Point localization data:
== Segment start ==

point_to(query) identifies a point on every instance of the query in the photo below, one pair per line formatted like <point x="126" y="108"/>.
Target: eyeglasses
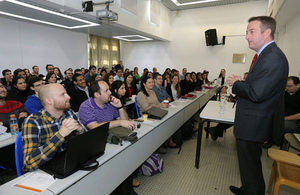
<point x="39" y="85"/>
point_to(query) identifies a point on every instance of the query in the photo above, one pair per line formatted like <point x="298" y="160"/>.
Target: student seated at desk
<point x="101" y="108"/>
<point x="33" y="103"/>
<point x="44" y="132"/>
<point x="8" y="107"/>
<point x="146" y="98"/>
<point x="118" y="90"/>
<point x="186" y="85"/>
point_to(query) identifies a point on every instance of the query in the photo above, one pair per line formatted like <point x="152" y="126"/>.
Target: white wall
<point x="129" y="20"/>
<point x="187" y="47"/>
<point x="288" y="41"/>
<point x="25" y="44"/>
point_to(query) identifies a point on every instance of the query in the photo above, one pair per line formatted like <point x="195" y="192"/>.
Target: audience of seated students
<point x="182" y="75"/>
<point x="168" y="70"/>
<point x="95" y="77"/>
<point x="83" y="71"/>
<point x="20" y="73"/>
<point x="154" y="70"/>
<point x="292" y="109"/>
<point x="103" y="72"/>
<point x="174" y="88"/>
<point x="158" y="89"/>
<point x="7" y="78"/>
<point x="162" y="95"/>
<point x="27" y="73"/>
<point x="119" y="75"/>
<point x="87" y="76"/>
<point x="59" y="76"/>
<point x="33" y="103"/>
<point x="146" y="98"/>
<point x="118" y="90"/>
<point x="102" y="108"/>
<point x="49" y="68"/>
<point x="130" y="85"/>
<point x="109" y="79"/>
<point x="205" y="79"/>
<point x="186" y="85"/>
<point x="44" y="132"/>
<point x="19" y="91"/>
<point x="35" y="71"/>
<point x="200" y="83"/>
<point x="67" y="82"/>
<point x="194" y="79"/>
<point x="79" y="92"/>
<point x="8" y="107"/>
<point x="166" y="78"/>
<point x="50" y="78"/>
<point x="221" y="81"/>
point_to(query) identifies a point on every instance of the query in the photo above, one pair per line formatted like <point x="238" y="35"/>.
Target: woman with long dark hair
<point x="118" y="90"/>
<point x="146" y="98"/>
<point x="130" y="85"/>
<point x="50" y="78"/>
<point x="174" y="88"/>
<point x="109" y="79"/>
<point x="186" y="85"/>
<point x="19" y="91"/>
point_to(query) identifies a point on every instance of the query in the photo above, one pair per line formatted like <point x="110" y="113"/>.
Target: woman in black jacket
<point x="186" y="85"/>
<point x="173" y="89"/>
<point x="19" y="91"/>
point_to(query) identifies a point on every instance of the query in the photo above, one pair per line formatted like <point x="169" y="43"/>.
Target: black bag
<point x="116" y="135"/>
<point x="187" y="130"/>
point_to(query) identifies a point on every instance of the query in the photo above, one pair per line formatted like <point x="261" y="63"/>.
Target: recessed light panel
<point x="33" y="13"/>
<point x="132" y="38"/>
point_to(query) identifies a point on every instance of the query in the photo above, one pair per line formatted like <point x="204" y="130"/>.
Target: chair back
<point x="137" y="108"/>
<point x="19" y="154"/>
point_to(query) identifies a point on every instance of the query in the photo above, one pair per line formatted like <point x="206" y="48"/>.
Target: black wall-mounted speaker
<point x="211" y="37"/>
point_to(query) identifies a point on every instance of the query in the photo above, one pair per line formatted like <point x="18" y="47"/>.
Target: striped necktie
<point x="254" y="58"/>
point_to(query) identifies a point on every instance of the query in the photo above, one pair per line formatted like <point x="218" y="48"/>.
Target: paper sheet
<point x="35" y="182"/>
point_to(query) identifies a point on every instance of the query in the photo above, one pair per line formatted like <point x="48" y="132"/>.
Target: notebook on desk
<point x="81" y="151"/>
<point x="156" y="113"/>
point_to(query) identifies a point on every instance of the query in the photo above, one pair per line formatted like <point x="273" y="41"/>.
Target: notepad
<point x="5" y="136"/>
<point x="35" y="182"/>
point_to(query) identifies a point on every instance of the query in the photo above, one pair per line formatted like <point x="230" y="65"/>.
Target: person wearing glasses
<point x="33" y="103"/>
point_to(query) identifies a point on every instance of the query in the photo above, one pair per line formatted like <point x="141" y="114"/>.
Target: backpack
<point x="152" y="166"/>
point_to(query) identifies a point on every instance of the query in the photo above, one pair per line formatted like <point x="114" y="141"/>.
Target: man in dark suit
<point x="260" y="107"/>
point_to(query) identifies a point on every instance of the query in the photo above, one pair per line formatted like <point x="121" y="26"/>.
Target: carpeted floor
<point x="218" y="169"/>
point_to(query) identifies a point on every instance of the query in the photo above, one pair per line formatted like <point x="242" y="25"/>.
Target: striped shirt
<point x="10" y="107"/>
<point x="41" y="139"/>
<point x="89" y="112"/>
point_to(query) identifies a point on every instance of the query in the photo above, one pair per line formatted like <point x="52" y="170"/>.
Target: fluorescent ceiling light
<point x="132" y="38"/>
<point x="194" y="2"/>
<point x="81" y="23"/>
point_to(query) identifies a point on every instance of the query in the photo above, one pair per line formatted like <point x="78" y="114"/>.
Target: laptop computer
<point x="156" y="113"/>
<point x="81" y="151"/>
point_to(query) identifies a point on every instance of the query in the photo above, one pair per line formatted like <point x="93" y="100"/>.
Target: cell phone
<point x="138" y="120"/>
<point x="132" y="134"/>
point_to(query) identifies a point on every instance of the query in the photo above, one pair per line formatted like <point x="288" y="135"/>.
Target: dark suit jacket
<point x="260" y="108"/>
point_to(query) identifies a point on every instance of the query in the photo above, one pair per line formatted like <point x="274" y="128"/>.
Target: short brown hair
<point x="266" y="22"/>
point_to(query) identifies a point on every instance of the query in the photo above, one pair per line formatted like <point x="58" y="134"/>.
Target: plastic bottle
<point x="13" y="124"/>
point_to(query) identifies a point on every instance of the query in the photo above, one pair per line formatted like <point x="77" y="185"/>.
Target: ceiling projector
<point x="107" y="15"/>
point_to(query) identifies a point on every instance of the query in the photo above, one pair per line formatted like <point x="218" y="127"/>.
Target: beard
<point x="64" y="106"/>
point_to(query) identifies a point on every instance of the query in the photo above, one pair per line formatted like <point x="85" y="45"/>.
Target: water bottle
<point x="13" y="124"/>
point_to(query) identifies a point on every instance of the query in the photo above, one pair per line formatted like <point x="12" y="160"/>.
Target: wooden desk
<point x="211" y="113"/>
<point x="120" y="161"/>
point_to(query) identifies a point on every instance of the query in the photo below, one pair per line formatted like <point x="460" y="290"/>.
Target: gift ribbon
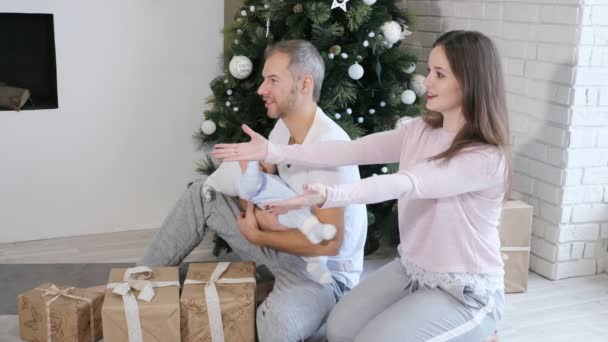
<point x="136" y="278"/>
<point x="504" y="255"/>
<point x="54" y="291"/>
<point x="214" y="312"/>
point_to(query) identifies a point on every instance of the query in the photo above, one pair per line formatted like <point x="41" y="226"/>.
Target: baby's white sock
<point x="316" y="231"/>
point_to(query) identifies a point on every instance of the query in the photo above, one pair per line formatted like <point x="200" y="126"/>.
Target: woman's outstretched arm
<point x="384" y="147"/>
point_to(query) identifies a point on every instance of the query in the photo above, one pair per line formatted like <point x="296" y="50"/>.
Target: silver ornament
<point x="240" y="67"/>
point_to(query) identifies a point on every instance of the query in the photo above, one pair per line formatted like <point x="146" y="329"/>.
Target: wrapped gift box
<point x="219" y="299"/>
<point x="60" y="313"/>
<point x="515" y="230"/>
<point x="153" y="320"/>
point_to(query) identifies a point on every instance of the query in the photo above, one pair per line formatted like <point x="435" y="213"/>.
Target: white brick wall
<point x="555" y="59"/>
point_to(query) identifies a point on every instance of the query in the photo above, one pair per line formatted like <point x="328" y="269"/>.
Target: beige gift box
<point x="515" y="230"/>
<point x="159" y="318"/>
<point x="72" y="314"/>
<point x="233" y="310"/>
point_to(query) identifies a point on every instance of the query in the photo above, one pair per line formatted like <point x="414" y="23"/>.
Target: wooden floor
<point x="567" y="310"/>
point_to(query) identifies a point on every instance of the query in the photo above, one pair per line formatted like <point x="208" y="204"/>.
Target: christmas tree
<point x="367" y="82"/>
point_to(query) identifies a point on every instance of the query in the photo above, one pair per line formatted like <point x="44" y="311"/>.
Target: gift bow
<point x="137" y="278"/>
<point x="54" y="291"/>
<point x="214" y="312"/>
<point x="504" y="255"/>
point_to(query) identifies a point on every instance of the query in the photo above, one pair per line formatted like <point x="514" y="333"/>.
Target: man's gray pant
<point x="296" y="307"/>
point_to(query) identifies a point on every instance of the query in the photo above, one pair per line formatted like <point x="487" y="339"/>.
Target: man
<point x="297" y="306"/>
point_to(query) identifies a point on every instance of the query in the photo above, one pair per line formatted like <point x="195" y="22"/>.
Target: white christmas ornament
<point x="408" y="96"/>
<point x="410" y="69"/>
<point x="339" y="3"/>
<point x="355" y="71"/>
<point x="391" y="31"/>
<point x="417" y="85"/>
<point x="208" y="127"/>
<point x="240" y="67"/>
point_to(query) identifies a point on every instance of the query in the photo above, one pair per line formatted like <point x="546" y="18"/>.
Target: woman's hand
<point x="255" y="149"/>
<point x="314" y="195"/>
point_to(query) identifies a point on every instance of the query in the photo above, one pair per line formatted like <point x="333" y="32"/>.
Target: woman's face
<point x="444" y="92"/>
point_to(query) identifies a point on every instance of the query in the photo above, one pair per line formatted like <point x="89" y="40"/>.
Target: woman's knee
<point x="338" y="327"/>
<point x="274" y="328"/>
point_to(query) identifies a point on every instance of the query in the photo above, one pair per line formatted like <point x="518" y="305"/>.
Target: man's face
<point x="279" y="89"/>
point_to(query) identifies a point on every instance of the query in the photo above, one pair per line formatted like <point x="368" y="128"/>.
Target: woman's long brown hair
<point x="475" y="62"/>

== Segment end ==

▸ Required work
Copy each line from the entries above that has the word "below" in it.

▸ Completed task
point_to(query) identifies a point on every instance of the query in the photo below, one pair per line formatted like <point x="126" y="108"/>.
point_to(query) identifies a point on every instance of the query in the photo below, one pair per line formatted like <point x="460" y="290"/>.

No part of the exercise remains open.